[TASK DETAILS]: Exactly and without additions, transcribe the line that contains "Please locate the staircase" and every line after it in the data.
*** SOURCE INFORMATION
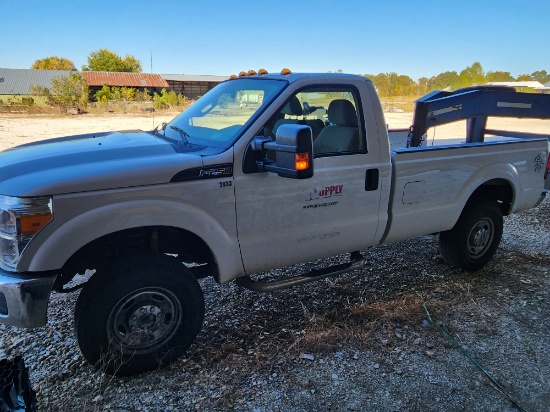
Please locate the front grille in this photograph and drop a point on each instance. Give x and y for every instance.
(3, 305)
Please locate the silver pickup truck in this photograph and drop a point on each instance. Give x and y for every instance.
(261, 172)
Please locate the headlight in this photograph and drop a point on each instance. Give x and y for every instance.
(20, 220)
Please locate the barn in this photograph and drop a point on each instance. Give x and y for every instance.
(192, 86)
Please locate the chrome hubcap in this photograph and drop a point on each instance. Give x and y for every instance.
(480, 237)
(144, 319)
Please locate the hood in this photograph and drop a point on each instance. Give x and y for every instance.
(92, 162)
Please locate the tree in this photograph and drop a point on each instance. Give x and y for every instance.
(541, 76)
(108, 61)
(443, 81)
(65, 91)
(499, 77)
(53, 63)
(524, 78)
(472, 75)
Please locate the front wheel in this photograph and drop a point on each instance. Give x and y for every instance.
(140, 313)
(474, 239)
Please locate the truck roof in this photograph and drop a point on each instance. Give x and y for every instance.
(292, 77)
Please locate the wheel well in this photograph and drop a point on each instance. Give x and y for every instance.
(184, 245)
(498, 190)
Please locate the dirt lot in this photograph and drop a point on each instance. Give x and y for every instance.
(359, 342)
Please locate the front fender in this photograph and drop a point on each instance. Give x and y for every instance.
(87, 219)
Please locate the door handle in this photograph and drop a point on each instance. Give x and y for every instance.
(371, 180)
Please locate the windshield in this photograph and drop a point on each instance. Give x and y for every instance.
(218, 117)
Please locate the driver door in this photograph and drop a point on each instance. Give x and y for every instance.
(282, 221)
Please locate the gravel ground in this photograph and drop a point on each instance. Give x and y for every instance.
(361, 341)
(357, 342)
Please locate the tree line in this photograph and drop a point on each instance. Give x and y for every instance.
(393, 84)
(388, 84)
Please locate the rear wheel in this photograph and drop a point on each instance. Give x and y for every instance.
(474, 239)
(140, 313)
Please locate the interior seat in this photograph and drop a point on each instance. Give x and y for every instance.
(342, 135)
(292, 108)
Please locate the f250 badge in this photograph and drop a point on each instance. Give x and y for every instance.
(539, 163)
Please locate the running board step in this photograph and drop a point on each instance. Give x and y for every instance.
(313, 275)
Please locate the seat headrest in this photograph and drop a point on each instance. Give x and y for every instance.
(342, 112)
(293, 107)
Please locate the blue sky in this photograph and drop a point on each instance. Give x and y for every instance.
(220, 37)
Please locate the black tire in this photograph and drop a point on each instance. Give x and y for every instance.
(139, 314)
(474, 239)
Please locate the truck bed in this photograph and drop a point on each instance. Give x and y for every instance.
(430, 199)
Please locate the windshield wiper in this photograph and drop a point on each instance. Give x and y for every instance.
(184, 135)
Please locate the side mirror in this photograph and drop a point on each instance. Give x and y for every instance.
(293, 147)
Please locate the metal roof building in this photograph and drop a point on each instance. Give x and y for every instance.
(192, 86)
(19, 81)
(120, 79)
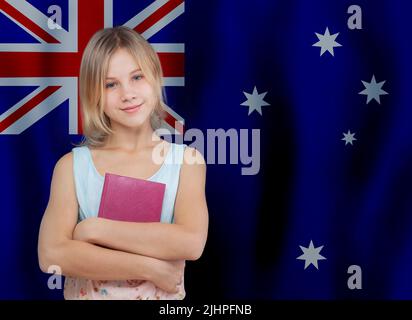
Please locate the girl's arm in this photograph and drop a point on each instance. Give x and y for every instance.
(185, 239)
(56, 246)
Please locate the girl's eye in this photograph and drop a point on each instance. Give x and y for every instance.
(110, 85)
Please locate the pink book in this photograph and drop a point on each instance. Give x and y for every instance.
(131, 199)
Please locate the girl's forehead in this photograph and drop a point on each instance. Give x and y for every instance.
(122, 60)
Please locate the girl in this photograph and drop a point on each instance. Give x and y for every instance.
(122, 105)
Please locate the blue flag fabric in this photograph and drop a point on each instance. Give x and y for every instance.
(327, 213)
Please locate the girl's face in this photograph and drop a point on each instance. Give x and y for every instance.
(129, 98)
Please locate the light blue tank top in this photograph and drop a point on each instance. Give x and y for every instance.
(89, 182)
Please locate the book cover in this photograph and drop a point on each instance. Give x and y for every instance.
(131, 199)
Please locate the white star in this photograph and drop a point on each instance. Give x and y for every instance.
(255, 101)
(373, 90)
(327, 42)
(311, 255)
(349, 137)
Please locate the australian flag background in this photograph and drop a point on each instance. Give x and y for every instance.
(327, 83)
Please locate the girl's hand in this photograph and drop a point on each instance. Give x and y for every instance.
(84, 230)
(168, 275)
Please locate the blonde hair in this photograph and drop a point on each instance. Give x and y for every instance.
(93, 71)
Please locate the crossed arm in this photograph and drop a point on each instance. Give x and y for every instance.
(104, 249)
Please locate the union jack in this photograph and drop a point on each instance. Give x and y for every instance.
(52, 64)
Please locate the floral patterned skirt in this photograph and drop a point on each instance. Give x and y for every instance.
(83, 289)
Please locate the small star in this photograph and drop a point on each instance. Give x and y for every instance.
(373, 90)
(255, 101)
(311, 255)
(327, 42)
(349, 137)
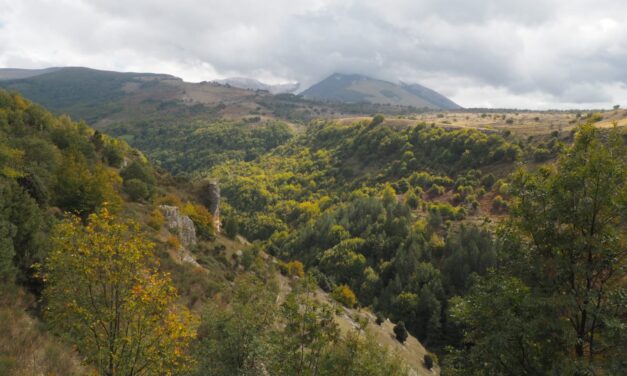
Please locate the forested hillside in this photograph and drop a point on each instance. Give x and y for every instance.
(110, 266)
(497, 260)
(419, 223)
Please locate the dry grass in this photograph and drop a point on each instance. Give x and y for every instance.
(522, 124)
(25, 348)
(412, 351)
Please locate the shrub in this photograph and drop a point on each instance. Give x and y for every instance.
(541, 154)
(156, 219)
(136, 189)
(376, 120)
(400, 332)
(428, 361)
(113, 155)
(499, 204)
(380, 318)
(295, 269)
(345, 295)
(436, 190)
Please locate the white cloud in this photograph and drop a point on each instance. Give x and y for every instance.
(534, 53)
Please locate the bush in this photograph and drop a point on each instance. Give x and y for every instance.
(400, 332)
(376, 120)
(345, 295)
(136, 189)
(156, 219)
(499, 204)
(380, 319)
(428, 361)
(113, 155)
(295, 269)
(436, 190)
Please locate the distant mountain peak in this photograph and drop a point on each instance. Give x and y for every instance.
(253, 84)
(355, 88)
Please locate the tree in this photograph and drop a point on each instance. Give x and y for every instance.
(345, 295)
(234, 334)
(573, 219)
(428, 361)
(136, 189)
(400, 332)
(104, 292)
(309, 331)
(555, 299)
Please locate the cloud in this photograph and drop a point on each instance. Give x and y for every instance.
(536, 53)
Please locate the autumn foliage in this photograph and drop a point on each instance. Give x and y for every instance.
(105, 294)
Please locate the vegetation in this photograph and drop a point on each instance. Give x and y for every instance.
(104, 295)
(553, 305)
(252, 335)
(519, 274)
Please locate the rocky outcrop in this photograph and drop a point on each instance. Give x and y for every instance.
(212, 201)
(181, 225)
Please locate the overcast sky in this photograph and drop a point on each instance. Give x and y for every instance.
(480, 53)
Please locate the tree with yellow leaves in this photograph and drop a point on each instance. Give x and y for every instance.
(104, 293)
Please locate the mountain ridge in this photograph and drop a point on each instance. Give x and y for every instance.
(356, 88)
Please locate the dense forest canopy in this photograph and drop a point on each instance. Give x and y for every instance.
(502, 255)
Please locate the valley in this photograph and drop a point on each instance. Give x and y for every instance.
(348, 220)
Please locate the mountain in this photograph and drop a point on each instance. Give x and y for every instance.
(355, 88)
(252, 84)
(17, 73)
(105, 97)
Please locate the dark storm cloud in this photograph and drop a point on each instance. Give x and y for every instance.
(534, 53)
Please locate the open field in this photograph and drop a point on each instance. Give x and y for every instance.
(519, 123)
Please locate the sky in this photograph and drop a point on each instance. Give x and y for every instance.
(535, 54)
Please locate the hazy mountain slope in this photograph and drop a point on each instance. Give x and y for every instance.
(353, 88)
(252, 84)
(17, 73)
(431, 95)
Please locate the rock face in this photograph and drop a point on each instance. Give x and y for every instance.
(182, 226)
(213, 191)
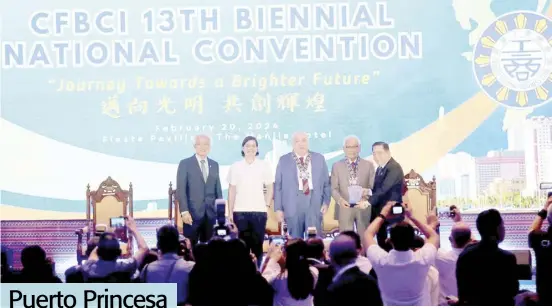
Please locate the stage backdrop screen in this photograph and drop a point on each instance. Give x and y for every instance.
(91, 89)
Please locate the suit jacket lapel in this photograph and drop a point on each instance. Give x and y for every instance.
(294, 166)
(315, 170)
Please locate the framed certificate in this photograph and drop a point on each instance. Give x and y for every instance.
(355, 194)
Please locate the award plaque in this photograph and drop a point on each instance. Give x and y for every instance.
(355, 194)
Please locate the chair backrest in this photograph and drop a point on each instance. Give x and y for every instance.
(273, 226)
(421, 195)
(174, 210)
(108, 201)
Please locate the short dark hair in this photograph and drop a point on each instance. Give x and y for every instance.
(402, 236)
(109, 248)
(352, 234)
(246, 140)
(381, 143)
(461, 237)
(418, 242)
(488, 222)
(33, 256)
(168, 239)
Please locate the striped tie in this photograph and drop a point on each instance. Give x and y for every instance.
(306, 189)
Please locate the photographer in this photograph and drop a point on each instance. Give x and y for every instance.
(247, 202)
(460, 237)
(401, 272)
(105, 264)
(540, 242)
(170, 268)
(295, 280)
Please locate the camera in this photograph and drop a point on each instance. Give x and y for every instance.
(221, 228)
(311, 232)
(119, 228)
(397, 209)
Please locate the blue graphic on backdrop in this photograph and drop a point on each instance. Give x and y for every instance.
(513, 60)
(140, 82)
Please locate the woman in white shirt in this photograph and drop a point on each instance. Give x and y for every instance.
(294, 283)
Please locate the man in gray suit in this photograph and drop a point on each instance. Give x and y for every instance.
(350, 171)
(302, 188)
(198, 186)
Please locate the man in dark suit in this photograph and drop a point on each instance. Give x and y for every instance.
(198, 186)
(487, 275)
(388, 184)
(350, 286)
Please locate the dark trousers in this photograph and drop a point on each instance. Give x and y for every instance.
(251, 227)
(201, 229)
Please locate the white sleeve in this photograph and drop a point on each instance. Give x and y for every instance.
(375, 254)
(428, 253)
(268, 176)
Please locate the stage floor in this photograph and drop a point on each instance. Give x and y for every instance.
(58, 237)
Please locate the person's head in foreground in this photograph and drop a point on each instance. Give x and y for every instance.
(490, 226)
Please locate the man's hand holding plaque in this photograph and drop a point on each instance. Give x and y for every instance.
(355, 194)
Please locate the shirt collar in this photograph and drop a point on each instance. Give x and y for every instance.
(170, 256)
(315, 260)
(401, 255)
(199, 159)
(343, 270)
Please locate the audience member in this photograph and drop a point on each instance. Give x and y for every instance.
(540, 241)
(74, 273)
(402, 273)
(36, 267)
(170, 268)
(105, 264)
(361, 261)
(295, 283)
(460, 237)
(486, 275)
(7, 275)
(350, 286)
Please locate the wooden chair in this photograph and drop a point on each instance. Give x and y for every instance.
(330, 226)
(273, 227)
(174, 210)
(108, 201)
(421, 195)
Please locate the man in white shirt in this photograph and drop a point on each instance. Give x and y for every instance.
(460, 237)
(247, 201)
(302, 188)
(402, 273)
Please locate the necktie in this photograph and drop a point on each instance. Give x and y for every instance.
(306, 189)
(203, 170)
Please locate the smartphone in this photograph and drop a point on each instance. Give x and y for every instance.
(222, 232)
(397, 209)
(278, 241)
(119, 228)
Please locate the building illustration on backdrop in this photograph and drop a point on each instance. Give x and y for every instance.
(504, 175)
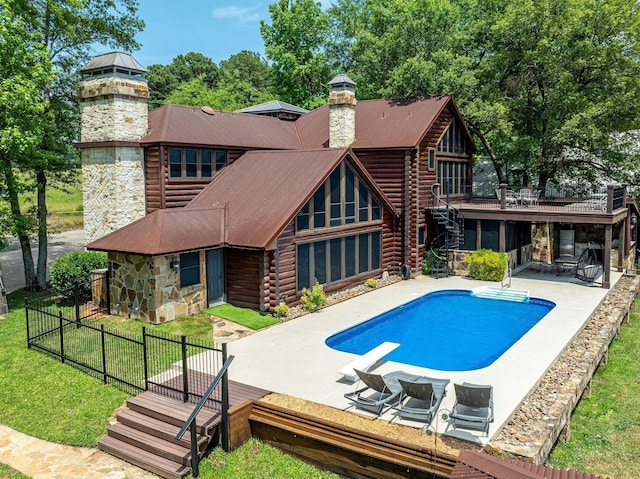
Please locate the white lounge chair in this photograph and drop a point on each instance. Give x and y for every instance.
(364, 362)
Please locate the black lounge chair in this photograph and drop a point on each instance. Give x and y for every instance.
(588, 267)
(473, 408)
(421, 398)
(379, 391)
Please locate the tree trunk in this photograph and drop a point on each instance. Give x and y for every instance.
(41, 272)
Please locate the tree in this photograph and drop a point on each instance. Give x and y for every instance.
(548, 87)
(294, 42)
(164, 80)
(57, 37)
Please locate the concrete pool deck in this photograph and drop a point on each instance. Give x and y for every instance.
(291, 358)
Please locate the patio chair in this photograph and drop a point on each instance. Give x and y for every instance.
(588, 267)
(473, 407)
(379, 390)
(421, 398)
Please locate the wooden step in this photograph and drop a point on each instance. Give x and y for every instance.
(149, 443)
(173, 412)
(144, 459)
(158, 428)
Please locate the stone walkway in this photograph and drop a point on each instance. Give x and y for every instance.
(40, 459)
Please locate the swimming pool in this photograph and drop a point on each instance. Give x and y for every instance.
(449, 330)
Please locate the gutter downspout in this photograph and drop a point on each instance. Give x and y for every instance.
(407, 207)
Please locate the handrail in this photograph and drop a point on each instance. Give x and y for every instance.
(190, 422)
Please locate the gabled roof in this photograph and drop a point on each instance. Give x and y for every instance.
(476, 465)
(274, 106)
(187, 125)
(380, 123)
(255, 198)
(264, 190)
(163, 232)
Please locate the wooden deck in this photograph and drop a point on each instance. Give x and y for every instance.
(146, 428)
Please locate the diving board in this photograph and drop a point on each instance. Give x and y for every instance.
(364, 362)
(508, 294)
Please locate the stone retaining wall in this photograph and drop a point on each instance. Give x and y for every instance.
(545, 415)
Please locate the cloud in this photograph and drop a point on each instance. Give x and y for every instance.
(247, 14)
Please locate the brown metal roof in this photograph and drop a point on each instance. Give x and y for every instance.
(177, 124)
(264, 190)
(379, 123)
(167, 231)
(476, 465)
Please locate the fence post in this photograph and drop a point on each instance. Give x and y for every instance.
(61, 338)
(226, 447)
(146, 359)
(104, 355)
(185, 377)
(76, 300)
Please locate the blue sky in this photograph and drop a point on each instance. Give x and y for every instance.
(215, 28)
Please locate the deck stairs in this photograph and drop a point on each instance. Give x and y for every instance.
(145, 432)
(451, 223)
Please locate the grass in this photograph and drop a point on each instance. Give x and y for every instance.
(44, 398)
(605, 428)
(243, 316)
(8, 473)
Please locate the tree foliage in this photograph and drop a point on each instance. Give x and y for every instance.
(549, 88)
(54, 38)
(295, 44)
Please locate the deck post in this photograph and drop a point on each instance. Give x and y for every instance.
(503, 196)
(606, 267)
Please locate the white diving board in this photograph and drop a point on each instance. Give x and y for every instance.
(492, 292)
(364, 362)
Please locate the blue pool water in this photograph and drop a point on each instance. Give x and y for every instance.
(449, 330)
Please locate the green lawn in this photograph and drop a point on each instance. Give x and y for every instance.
(605, 428)
(243, 316)
(43, 398)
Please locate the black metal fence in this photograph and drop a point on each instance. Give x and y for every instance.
(66, 326)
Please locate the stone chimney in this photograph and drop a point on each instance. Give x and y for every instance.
(342, 112)
(114, 116)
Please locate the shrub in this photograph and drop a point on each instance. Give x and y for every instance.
(281, 311)
(314, 298)
(487, 265)
(76, 267)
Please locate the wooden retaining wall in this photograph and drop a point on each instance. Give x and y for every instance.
(343, 450)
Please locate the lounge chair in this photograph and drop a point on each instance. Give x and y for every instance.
(421, 398)
(473, 407)
(379, 390)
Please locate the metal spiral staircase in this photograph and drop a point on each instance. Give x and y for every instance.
(451, 223)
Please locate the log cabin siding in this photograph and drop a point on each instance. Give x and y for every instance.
(162, 192)
(242, 274)
(284, 283)
(152, 174)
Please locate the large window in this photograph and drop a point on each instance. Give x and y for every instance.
(337, 259)
(342, 200)
(454, 140)
(193, 163)
(453, 177)
(189, 269)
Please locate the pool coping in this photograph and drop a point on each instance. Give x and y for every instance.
(291, 358)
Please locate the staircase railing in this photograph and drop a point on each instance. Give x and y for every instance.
(190, 423)
(453, 236)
******
[EXERCISE ANSWER]:
Please locate the staircase railing in this photograph and drop a point on each instance. Give x and y for every instance.
(190, 423)
(453, 236)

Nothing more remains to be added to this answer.